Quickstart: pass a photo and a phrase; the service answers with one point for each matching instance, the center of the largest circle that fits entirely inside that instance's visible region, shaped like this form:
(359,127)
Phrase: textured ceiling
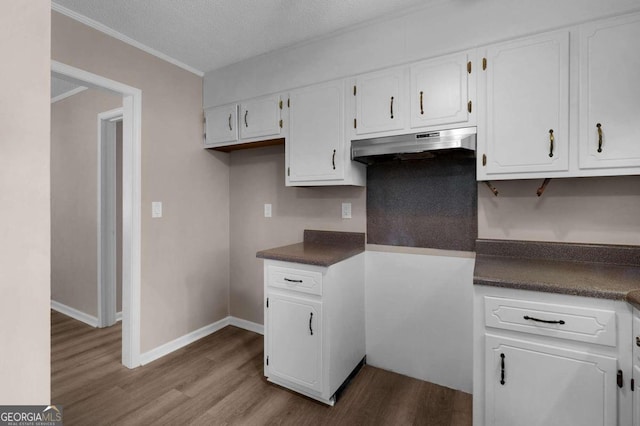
(209,34)
(60,87)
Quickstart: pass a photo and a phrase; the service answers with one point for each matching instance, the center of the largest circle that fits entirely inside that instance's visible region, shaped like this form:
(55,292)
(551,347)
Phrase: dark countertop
(508,264)
(320,248)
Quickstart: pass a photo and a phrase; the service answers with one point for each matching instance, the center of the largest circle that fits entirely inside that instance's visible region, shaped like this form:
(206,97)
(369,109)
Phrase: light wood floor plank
(219,380)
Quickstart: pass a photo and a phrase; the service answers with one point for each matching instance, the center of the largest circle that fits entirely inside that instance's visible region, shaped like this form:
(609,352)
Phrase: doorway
(131,113)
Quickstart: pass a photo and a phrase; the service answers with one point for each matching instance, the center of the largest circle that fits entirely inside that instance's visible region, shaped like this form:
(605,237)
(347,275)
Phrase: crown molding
(115,34)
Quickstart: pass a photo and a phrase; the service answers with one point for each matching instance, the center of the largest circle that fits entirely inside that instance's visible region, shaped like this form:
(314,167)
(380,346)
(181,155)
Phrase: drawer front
(569,322)
(295,279)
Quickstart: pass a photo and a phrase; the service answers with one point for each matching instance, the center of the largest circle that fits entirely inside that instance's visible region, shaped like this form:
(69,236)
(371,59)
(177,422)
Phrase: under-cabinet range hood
(414,146)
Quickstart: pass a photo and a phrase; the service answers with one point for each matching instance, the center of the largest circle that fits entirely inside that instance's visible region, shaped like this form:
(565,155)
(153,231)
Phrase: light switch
(346,210)
(156,209)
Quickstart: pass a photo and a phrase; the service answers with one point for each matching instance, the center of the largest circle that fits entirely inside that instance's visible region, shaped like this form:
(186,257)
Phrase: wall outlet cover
(156,209)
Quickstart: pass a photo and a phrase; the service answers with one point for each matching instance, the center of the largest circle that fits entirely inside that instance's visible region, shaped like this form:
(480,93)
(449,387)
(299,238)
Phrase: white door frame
(107,238)
(131,200)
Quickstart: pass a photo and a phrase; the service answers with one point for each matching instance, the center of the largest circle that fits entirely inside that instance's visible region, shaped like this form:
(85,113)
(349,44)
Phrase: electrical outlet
(156,209)
(346,210)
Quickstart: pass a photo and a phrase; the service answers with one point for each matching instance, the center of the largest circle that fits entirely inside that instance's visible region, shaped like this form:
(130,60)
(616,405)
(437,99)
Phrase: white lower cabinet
(535,384)
(295,333)
(314,325)
(550,359)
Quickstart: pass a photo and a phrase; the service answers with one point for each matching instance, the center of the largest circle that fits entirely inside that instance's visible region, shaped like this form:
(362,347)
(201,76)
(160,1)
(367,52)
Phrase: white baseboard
(74,313)
(247,325)
(182,341)
(198,334)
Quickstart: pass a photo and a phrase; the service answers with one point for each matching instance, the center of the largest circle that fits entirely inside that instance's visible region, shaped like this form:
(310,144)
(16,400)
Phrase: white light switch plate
(156,209)
(346,210)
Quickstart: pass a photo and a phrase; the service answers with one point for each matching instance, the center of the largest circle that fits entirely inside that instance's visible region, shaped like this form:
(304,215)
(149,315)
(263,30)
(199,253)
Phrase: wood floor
(217,381)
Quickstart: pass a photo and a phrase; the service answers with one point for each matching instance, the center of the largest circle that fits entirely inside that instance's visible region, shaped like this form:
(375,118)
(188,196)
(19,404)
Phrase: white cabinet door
(439,91)
(636,396)
(316,133)
(294,327)
(221,125)
(260,117)
(610,94)
(527,107)
(532,384)
(380,102)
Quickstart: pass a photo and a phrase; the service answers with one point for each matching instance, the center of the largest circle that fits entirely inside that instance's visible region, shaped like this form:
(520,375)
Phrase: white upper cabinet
(439,91)
(221,125)
(610,94)
(523,130)
(260,118)
(380,100)
(316,150)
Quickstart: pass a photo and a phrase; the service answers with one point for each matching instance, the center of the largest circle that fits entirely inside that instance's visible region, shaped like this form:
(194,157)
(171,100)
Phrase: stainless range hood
(416,145)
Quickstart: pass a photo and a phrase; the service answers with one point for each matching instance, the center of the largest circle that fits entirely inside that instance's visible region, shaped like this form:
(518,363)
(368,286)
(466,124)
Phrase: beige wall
(587,210)
(24,200)
(185,254)
(74,198)
(257,177)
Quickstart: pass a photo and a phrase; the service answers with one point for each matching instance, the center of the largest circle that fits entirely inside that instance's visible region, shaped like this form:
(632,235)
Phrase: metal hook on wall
(543,187)
(491,187)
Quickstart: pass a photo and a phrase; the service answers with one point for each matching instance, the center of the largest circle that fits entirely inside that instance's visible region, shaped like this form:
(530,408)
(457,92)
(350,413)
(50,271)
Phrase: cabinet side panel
(345,319)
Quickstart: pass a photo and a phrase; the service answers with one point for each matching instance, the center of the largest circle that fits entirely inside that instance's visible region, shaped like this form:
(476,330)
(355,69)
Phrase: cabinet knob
(599,126)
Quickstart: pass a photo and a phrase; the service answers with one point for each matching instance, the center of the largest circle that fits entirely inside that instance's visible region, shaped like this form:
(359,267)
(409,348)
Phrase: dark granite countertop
(320,248)
(575,269)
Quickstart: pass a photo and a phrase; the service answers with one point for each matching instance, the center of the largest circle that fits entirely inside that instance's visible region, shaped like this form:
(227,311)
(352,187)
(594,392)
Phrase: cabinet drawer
(295,279)
(583,324)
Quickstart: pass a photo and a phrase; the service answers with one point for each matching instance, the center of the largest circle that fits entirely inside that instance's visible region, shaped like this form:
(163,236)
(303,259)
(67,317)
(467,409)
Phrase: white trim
(117,35)
(74,313)
(131,201)
(246,325)
(68,94)
(182,341)
(106,219)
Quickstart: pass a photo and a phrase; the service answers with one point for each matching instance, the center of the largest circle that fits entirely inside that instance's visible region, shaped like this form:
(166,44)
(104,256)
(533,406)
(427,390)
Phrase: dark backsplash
(423,203)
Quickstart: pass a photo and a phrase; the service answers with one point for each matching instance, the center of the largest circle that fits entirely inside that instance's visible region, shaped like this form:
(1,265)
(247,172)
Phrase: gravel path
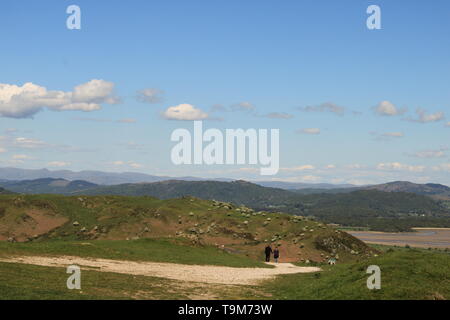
(196,273)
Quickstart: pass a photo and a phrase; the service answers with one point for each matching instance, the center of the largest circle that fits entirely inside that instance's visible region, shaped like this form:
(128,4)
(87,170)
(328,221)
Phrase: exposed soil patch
(192,273)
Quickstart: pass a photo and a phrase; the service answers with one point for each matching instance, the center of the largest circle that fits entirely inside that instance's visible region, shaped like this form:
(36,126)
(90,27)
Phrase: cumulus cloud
(324,107)
(423,117)
(28,143)
(442,167)
(279,115)
(127,120)
(150,95)
(428,154)
(27,100)
(309,131)
(243,106)
(21,157)
(184,112)
(399,166)
(393,134)
(299,168)
(386,108)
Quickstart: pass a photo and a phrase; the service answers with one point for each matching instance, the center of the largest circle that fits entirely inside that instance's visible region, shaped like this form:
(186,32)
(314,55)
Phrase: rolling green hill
(36,218)
(378,210)
(389,209)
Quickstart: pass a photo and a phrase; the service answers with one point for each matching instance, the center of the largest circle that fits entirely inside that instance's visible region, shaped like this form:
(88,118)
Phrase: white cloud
(442,167)
(150,95)
(243,106)
(299,168)
(423,117)
(399,166)
(184,112)
(430,154)
(386,108)
(129,120)
(324,107)
(393,134)
(309,131)
(27,100)
(135,165)
(58,164)
(355,166)
(279,115)
(21,157)
(28,143)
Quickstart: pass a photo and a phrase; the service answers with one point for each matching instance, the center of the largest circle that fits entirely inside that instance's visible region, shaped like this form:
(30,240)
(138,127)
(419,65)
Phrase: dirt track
(195,273)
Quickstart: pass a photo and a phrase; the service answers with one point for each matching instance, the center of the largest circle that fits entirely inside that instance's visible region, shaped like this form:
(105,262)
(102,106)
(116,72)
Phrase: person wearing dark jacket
(268,251)
(276,254)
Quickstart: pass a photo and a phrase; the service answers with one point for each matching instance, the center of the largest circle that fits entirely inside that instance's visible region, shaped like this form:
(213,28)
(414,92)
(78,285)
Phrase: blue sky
(377,101)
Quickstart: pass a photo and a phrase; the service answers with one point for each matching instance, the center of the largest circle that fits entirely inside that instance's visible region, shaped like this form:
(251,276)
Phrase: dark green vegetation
(396,206)
(4,191)
(39,218)
(156,250)
(24,282)
(378,210)
(406,274)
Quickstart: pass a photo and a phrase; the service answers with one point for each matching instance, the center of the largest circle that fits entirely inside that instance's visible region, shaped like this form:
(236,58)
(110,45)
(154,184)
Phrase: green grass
(405,274)
(158,250)
(28,282)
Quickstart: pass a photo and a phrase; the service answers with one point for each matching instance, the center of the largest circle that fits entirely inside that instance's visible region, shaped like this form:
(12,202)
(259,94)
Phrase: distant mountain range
(114,178)
(394,206)
(97,177)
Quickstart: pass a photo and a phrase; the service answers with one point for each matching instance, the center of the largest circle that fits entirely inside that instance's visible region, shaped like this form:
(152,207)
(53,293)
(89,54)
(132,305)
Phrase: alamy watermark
(374,281)
(229,148)
(74,281)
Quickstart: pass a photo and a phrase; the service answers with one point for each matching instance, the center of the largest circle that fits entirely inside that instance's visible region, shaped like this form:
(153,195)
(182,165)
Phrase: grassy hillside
(37,218)
(377,210)
(156,250)
(386,211)
(4,191)
(406,274)
(238,192)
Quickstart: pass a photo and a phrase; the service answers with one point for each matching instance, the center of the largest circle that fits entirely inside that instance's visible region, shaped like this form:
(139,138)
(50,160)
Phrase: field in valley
(422,237)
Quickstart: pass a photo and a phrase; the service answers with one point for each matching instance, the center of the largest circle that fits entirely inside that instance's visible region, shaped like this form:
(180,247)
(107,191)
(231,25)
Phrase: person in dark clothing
(268,251)
(276,254)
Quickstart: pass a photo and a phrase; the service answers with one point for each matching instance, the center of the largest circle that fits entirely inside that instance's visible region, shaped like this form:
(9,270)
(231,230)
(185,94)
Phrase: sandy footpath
(195,273)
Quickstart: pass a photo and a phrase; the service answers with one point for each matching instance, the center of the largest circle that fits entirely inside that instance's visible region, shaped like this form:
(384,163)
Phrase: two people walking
(268,251)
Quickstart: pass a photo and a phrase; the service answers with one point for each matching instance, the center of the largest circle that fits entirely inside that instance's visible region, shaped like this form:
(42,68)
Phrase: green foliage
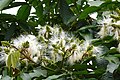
(73,16)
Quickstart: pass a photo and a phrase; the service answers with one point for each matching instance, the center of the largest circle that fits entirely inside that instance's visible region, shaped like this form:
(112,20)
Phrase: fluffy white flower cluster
(62,45)
(110,26)
(33,48)
(54,44)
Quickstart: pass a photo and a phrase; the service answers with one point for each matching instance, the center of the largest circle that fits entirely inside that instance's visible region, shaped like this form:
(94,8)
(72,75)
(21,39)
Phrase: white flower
(4,3)
(34,46)
(97,51)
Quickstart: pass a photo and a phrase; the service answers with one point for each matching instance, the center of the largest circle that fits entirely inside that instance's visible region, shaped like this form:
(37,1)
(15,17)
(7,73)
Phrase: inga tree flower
(33,45)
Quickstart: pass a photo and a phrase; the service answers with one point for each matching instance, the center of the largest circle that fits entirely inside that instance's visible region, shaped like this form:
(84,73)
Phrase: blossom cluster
(110,25)
(53,44)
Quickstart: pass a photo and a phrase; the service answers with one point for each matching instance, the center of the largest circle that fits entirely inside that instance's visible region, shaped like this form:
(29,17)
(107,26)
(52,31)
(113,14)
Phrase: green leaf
(23,12)
(38,73)
(111,67)
(7,17)
(6,78)
(54,77)
(4,3)
(65,12)
(15,4)
(25,76)
(84,72)
(87,11)
(8,62)
(95,3)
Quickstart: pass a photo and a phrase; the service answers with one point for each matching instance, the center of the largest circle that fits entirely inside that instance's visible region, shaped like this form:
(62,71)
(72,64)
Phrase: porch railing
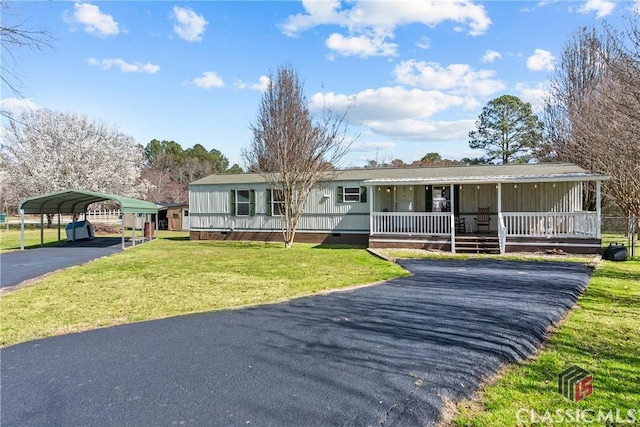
(551,224)
(411,223)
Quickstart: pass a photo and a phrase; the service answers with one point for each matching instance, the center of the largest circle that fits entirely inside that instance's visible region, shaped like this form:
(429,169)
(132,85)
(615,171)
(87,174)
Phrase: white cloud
(15,106)
(371,146)
(533,95)
(457,78)
(424,130)
(389,103)
(125,67)
(370,23)
(189,25)
(425,42)
(208,80)
(490,56)
(362,46)
(261,86)
(386,16)
(93,20)
(541,60)
(601,7)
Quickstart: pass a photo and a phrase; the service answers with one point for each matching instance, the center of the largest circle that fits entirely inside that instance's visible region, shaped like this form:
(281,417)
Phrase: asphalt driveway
(383,355)
(18,266)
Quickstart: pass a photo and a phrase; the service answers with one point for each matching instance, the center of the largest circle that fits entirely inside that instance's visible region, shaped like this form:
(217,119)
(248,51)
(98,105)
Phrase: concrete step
(478,244)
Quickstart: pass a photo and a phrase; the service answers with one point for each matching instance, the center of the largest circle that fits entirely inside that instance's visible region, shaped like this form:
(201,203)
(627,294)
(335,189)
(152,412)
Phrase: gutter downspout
(122,230)
(453,219)
(598,210)
(22,229)
(41,228)
(371,200)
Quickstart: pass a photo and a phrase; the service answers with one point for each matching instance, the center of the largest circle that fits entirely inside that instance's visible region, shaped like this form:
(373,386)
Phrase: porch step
(478,244)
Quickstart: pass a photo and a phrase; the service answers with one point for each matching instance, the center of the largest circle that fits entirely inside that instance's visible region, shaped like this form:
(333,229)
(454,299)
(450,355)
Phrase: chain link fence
(621,229)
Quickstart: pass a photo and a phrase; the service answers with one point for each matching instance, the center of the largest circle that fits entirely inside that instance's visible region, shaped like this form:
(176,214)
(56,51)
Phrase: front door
(404,199)
(186,225)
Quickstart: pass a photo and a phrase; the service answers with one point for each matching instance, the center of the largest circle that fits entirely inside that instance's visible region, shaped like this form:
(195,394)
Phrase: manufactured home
(484,208)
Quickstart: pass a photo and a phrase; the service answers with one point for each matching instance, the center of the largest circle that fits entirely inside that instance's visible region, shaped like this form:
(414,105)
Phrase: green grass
(170,277)
(601,335)
(621,238)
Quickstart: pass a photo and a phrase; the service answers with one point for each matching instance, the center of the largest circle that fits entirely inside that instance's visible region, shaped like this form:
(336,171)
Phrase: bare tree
(49,151)
(592,113)
(292,151)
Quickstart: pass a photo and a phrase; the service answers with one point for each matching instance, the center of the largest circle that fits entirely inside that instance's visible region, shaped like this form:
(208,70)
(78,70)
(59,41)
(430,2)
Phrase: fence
(621,229)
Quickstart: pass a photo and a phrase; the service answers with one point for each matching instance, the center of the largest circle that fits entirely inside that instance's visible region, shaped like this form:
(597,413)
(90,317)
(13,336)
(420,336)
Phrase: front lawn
(600,335)
(170,277)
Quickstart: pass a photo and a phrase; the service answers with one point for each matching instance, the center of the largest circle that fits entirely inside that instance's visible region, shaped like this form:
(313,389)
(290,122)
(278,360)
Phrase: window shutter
(269,202)
(428,204)
(233,203)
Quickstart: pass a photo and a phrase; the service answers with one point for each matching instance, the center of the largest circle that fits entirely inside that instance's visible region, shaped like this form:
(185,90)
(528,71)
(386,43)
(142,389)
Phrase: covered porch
(508,215)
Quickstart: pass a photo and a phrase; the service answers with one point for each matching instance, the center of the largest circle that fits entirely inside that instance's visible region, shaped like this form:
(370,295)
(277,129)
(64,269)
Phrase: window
(352,194)
(275,202)
(278,202)
(242,202)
━━━━━━━━━━
Would you please copy the lines above, from the one holding "Phrase: covered porch" through the last, and nothing else?

Phrase: covered porch
(508,215)
Quickstart: pass a photo and a phrase; the service answers with one point for each matching instance, the center of the largest circle that fits entirely inside that instance's visible region, shaped like this form:
(370,295)
(277,129)
(64,269)
Phrase: window
(352,194)
(275,202)
(278,202)
(242,202)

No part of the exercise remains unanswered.